Do you want to change the world? I hope so. We’re in a bit of a mess right now. From the personal level to the collective, we have some serious work to do. I don’t need to list the problems we are facing because you know them. They are significant and aren’t going to be fixed with a Band-Aid. We are going to have to dig deep and make a lot of changes.


Plastic trash on a beach with a city in the background.

I’m not just talking about the personal stuff like health care, wellness, religious beliefs, or having a good job. Although these are all important places to begin creating change, it’s also vital that we start working on our relationship to the world around us. We are all connected. Every person and every living thing on this planet is bound together in intricate webs of relationships. You can’t truly heal without paying attention to these relationships.


In the past I’ve written that changing the world starts with each of us. It begins by doing your own mental, emotional, and physical work. As you begin to heal your own wounds you will then be able to use your gifts to help heal the world. You’ll discover your own purpose and why we need you here. You’ll join in on the project of making the world a better place.


Ecological healing, though, is not the purview of just a select few. We may not all be called to perform heroic acts of environmental restoration, but healing the everyday relationship to the world around us is something we all must participate in. Our personal health is intimately connected to the health of the people and environment around us. The choices we make about what we purchase, consume, and throw away affect everybody and everything. Our decisions to care or not care about all the living beings in our world can help heal or help harm. None of this exists in a vacuum.


Say, for instance, you know someone who gets terribly sick with a life-threatening illness. One of the first things they do is learn how to change their diet to support better health. They might switch to organic foods, cut out the processed junk, and drink more pure water. Then they may learn about the chemicals around them and how to avoid bringing them into their homes. This happens because they’ve come face to face with the fact that their health is intimately connected with the world around them. What happens out there where food is being grown affects their own body. The chemicals being used in the world and in their own homes influences them every day. There’s a complicated web of relationships that connect their health problems with what is going on ecologically.


Healing the world starts with your own work, but quickly moves beyond you to work on these relationships. The more you learn, the more you realize that everything is connected. We can’t tear down the boreal forests in Canada and not see repercussions all over the world. We can’t produce and use plastic constantly without it ending up in our oceans affecting ocean life that eventually affects us. We can’t drain the aquifers of water and expect that our primary agricultural lands will still have enough to produce food. All this is connected.


It’s because we’ve forgotten these natural relationships that we are in such a hot mess right now. Tornadoes, flooding, hurricanes, wildfires, floating plastic islands, collapsing fish and bird populations, drought, forever chemicals, and melting icebergs are all signs that our relationship with the world around us is seriously out of balance.

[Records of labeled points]

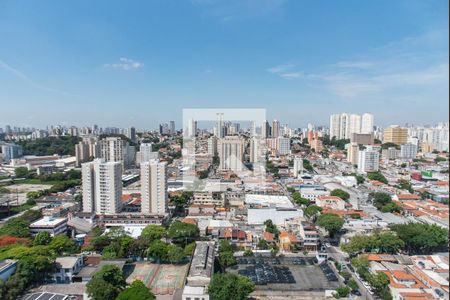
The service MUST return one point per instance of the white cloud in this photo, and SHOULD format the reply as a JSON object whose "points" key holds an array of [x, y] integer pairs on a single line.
{"points": [[125, 64]]}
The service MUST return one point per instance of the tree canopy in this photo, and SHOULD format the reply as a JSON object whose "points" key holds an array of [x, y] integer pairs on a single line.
{"points": [[331, 223], [383, 202], [153, 232], [421, 238], [340, 193], [312, 211], [64, 145], [230, 286]]}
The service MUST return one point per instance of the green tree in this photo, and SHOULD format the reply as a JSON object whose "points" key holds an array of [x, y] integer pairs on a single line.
{"points": [[331, 223], [263, 245], [379, 281], [158, 249], [17, 227], [307, 165], [312, 211], [352, 285], [421, 238], [405, 185], [107, 283], [21, 172], [230, 287], [380, 199], [153, 232], [136, 291], [346, 275], [382, 242], [341, 194], [42, 238]]}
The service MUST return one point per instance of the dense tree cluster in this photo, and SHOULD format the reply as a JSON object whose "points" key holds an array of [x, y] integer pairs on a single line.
{"points": [[383, 202], [64, 145], [18, 227], [331, 223], [230, 287], [341, 194], [421, 238], [307, 165], [379, 281]]}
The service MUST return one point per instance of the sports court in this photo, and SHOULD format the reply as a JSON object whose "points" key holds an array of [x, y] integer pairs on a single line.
{"points": [[162, 279]]}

* **TASK SET**
**A.** Reproduce the essay on healing the world between "Plastic trash on" and "to these relationships.", inclusive.
**B.** Carry on the essay on healing the world from its final sentence.

* **RESULTS FOR EACH TASK**
**A.**
Plastic trash on a beach with a city in the background.

I’m not just talking about the personal stuff like health care, wellness, religious beliefs, or having a good job. Although these are all important places to begin creating change, it’s also vital that we start working on our relationship to the world around us. We are all connected. Every person and every living thing on this planet is bound together in intricate webs of relationships. You can’t truly heal without paying attention to these relationships.

**B.**
I know these are huge issues that started long before us. But the same principle applies here as it does to every other thing we want to change in the world. The change starts with us. It starts with each one of us noticing the problem, acknowledging our own part in it, and choosing to work toward something better. It starts with each of us doing our own work every day to make better choices. It starts one step at a time with each of us doing what we can with what we have to make a better world.


People protesting with signs that say, "There is no planet B."

I know it seems like the problems are insurmountable. I’ve spent tons of time researching the environmental challenges we are facing, and I see many things that appear to be way past the point of no return. I feel terrible for kids growing up in what seems like an ecological disaster zone. They probably feel like there is no way but down from here. Greta Tunberg is truly expressing the frustration of a generation.


What I want you to know is that no matter what it looks like, it isn’t too late. It isn’t too late to heal ourselves. It isn’t too late to heal our relationship with the world and it isn’t too late to heal all the relationships that make the Earth’s ecology work. It isn’t too late to make significant changes that will allow us all to create our best lives. We just have to know where to start.


Where we start is in the energy world. All healing begins first as an energetic possibility. If you are going to heal, your energy body will start the healing process long before your physical body shows any signs of it. If your emotional life is going to heal, the energy body starts to push out old hurts long before you feel the relief of those hurts fading away. If you are going to change your beliefs, that begins by noticing the blocks and imbalances in your energy body that are holding you back.


Changing the energy world doesn’t happen spontaneously. It starts with changing your intentions. You have to believe you can make a difference and decide to put effort into taking steps to do that. Once your beliefs and intentions line up, the energy of your purpose starts to drive change in your physical world.


It’s the same with ecological change. We have to believe that people can make a difference, even with some of the massive problems we are facing. We have to set the intention to start making changes in our own lives to create healing in the world around us. Even if the change we start with feels really small, the energy of our intentions ripples out and joins the energy of other people’s intentions to create a whole that is much larger than the sum of its parts.


Woman sitting in sunlight meditating.

Why do I believe this? For two reasons. The first reason relates to a study that was first conducted in the 1970s and has since been repeated many times. These studies found that large groups of people could join together in transcendental meditation (focusing on peace and love) and reduce local urban crime rate. Earlier studies found that when just 1% of a given population practiced transcendental meditation, the crime rate was reduced within the entire population. More recent studies record an even smaller percentage (the square root of 1%) could reduce crime rates. (Read a summary of the studies here.) So, the intention of a very small percentage of a population can have energetic effects for the whole. That’s pretty cool.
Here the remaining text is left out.